**EXCERTO DA PÁGINA**:
------------------------------------------------------------------------
Da
obra humorística de Rafael Bordalo Pinheiro (recordem a caricatura «A Política:
a Grande Porca») aos cartoons
anti-islâmicos que incendeiam o equilíbrio entre o Ocidente e o mundo muçulmano.
Desde sempre, o cartoon político
serve uma alegoria incómoda, a revelação de uma verdade subterrânea e de uma
essência da atualidade, paradoxalmente, apresentadas através de um retrato
distorcido ou exagerado. Lá nas suas origens, o cartoon político, como a caricatura, traduz o «tipo ideal de deformidade», o grotesco que, segundo Leonardo da
Vinci, dá acesso ao conceito ideal de beleza. Imagem num espelho quebrado, esta
sátira gráfica de comentário social e artístico alimenta-se da ruptura e do
desequilíbrio. Por isso, não podia ser mais bem escolhido o título da recém-editada
seleção de trabalhos de um dos nossos melhores cartoonistas editoriais: António
Jorge Gonçalves.
------------------------------------------------------------------------
Registos de marcação de localizações
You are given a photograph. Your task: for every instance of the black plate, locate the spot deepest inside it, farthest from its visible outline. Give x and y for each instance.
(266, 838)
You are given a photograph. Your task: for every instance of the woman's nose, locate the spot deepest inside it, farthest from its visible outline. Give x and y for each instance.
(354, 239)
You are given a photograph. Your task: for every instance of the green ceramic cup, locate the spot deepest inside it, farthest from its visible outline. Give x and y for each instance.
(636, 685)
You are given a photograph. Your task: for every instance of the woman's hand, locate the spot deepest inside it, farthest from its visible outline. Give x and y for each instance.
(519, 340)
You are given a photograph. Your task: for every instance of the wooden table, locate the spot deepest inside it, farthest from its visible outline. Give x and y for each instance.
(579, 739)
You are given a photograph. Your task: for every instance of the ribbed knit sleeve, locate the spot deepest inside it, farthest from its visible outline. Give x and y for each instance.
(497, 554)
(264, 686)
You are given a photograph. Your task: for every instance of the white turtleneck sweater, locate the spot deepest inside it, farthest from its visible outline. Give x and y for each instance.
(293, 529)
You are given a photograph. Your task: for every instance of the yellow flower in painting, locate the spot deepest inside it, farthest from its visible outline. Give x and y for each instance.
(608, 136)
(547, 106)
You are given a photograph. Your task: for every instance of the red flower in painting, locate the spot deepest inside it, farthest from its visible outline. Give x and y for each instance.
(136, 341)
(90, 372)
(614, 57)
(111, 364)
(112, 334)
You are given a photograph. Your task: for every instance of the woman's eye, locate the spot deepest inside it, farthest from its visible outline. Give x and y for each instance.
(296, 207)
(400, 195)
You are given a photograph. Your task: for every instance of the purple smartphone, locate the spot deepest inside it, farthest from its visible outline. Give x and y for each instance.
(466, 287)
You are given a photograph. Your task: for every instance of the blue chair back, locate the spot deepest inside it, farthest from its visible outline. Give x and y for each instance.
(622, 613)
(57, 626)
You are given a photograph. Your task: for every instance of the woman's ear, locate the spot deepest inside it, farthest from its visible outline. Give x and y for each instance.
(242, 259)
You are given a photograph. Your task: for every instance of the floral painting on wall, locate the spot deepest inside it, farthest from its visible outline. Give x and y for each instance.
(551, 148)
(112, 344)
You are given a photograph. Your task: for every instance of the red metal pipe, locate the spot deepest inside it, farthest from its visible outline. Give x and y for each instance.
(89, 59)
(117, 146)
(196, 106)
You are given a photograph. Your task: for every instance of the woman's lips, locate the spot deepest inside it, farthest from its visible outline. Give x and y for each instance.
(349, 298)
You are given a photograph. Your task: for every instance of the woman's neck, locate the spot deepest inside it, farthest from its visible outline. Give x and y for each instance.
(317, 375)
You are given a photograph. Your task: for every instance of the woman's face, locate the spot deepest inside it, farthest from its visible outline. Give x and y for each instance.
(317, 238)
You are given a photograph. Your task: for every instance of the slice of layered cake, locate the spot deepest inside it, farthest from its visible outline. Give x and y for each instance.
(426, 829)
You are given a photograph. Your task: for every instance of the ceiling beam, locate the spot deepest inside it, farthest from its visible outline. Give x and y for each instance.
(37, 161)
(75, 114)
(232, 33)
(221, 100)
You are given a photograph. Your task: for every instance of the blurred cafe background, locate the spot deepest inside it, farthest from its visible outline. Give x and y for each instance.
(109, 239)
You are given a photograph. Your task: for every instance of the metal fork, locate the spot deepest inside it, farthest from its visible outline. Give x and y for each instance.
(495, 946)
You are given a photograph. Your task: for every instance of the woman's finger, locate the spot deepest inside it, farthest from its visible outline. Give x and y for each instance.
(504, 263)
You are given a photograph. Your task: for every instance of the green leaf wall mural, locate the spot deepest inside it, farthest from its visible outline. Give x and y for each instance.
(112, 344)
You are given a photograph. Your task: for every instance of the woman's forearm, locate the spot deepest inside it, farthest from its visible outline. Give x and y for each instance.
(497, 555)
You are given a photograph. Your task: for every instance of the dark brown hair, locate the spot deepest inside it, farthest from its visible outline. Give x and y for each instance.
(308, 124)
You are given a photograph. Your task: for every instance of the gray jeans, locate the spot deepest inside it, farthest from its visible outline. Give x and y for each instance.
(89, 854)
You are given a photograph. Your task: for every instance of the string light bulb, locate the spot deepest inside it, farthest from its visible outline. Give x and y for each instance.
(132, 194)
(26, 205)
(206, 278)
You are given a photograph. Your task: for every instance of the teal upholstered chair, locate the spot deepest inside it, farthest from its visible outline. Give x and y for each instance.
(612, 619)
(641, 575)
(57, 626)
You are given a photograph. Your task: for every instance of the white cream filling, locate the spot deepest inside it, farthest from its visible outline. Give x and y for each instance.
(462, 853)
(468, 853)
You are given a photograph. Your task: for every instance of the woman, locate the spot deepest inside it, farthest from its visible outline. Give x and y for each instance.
------------------------------------------------------------------------
**TAREFAS A FAZER**:
- a) Reproduz o trecho do texto sobre o cartoon político que começa em "Desde sempre, o" e acaba em "Jorge Gonçalves.".
- b) Diz se cada afirmação concorda com o texto sobre o cartoon político e responde sim ou não, citando à letra as palavras do texto que o decidem: (i) o texto atribui a Leonardo da Vinci a ideia de que o grotesco dá acesso ao conceito ideal de beleza; (ii) a seleção de trabalhos de António Jorge Gonçalves saiu há muitos anos; (iii) segundo o texto, a sátira gráfica alimenta-se do equilíbrio.
Este material não entra em nada do que aqui se pede.

**RESULTADOS POR TAREFA**:
- a)
Desde sempre, o cartoon político
serve uma alegoria incómoda, a revelação de uma verdade subterrânea e de uma
essência da atualidade, paradoxalmente, apresentadas através de um retrato
distorcido ou exagerado. Lá nas suas origens, o cartoon político, como a caricatura, traduz o «tipo ideal de deformidade», o grotesco que, segundo Leonardo da
Vinci, dá acesso ao conceito ideal de beleza. Imagem num espelho quebrado, esta
sátira gráfica de comentário social e artístico alimenta-se da ruptura e do
desequilíbrio. Por isso, não podia ser mais bem escolhido o título da recém-editada
seleção de trabalhos de um dos nossos melhores cartoonistas editoriais: António
Jorge Gonçalves.

- b)
(i) Sim: "o grotesco que, segundo Leonardo da Vinci, dá acesso ao conceito ideal de beleza"
(ii) Não: "recém-editada seleção de trabalhos"
(iii) Não: "alimenta-se da ruptura e do desequilíbrio"